TASK STATEMENT:
Rewrite every line of the items below as a JSON list of strings, with one string per line and no entries for blank lines. Leave the pictures out of your answer.

MATERIAL TO PROCESS:
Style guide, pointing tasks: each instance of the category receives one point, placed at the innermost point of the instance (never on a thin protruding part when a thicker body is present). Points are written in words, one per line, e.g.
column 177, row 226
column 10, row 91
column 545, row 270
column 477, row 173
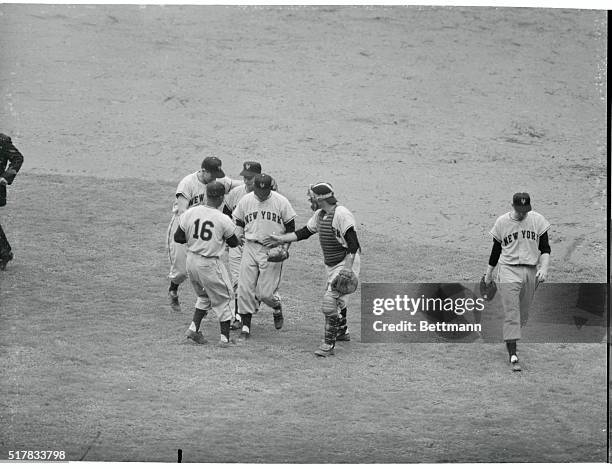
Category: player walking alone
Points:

RESPONSE BELOW:
[
  "Style guide, pointing tasks: each instance of the category receives one point, placed at the innermost point of the instance (never on a thin protruding part when a thicker body is present). Points are written in words, one per line, e.g.",
  "column 177, row 226",
  "column 10, row 91",
  "column 545, row 270",
  "column 477, row 173",
  "Category: player walking alone",
  "Points:"
]